Exercise brief:
Which lines in the items below contain the word "child"? Collect each of those lines, with uppercase and lowercase treated as different.

Supplied data:
+===+

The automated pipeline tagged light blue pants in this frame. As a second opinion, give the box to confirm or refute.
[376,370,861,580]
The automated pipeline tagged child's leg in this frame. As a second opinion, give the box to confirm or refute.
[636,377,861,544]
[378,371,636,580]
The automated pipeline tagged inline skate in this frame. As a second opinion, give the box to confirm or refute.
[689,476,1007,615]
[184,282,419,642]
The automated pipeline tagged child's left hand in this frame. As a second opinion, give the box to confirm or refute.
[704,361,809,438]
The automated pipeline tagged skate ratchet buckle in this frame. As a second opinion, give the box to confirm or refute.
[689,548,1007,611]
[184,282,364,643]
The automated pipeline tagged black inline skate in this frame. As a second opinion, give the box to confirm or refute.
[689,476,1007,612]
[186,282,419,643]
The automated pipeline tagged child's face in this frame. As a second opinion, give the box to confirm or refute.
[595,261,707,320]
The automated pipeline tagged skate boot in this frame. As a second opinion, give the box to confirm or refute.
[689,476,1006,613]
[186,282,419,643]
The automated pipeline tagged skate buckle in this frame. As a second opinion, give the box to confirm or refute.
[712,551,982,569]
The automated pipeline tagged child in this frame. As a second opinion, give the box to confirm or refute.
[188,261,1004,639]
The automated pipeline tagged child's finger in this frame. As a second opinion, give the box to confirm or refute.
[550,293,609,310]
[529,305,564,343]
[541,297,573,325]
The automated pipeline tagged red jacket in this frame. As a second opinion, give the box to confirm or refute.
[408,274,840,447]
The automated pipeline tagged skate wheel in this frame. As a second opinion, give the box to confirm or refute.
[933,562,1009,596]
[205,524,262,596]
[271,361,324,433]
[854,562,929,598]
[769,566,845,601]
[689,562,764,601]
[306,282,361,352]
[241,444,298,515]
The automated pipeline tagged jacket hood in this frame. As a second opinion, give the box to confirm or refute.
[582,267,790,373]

+===+

Final answer:
The automated pipeline tagged child's leg in this frame. As a second opinion, give the box to confirm or refute.
The automated pipeline tagged child's left hand in this frame. As a second opinion, give the box to confirm or refute.
The automated pipeline tagged child's face in this frame. As a second opinion, give the box to confirm or refute.
The automated pipeline tagged child in this frame. As a second opinion, give the box to confirm or refute.
The automated pipeline tagged child's finger in this frame. As a second opinion, give the box to confirm or refute.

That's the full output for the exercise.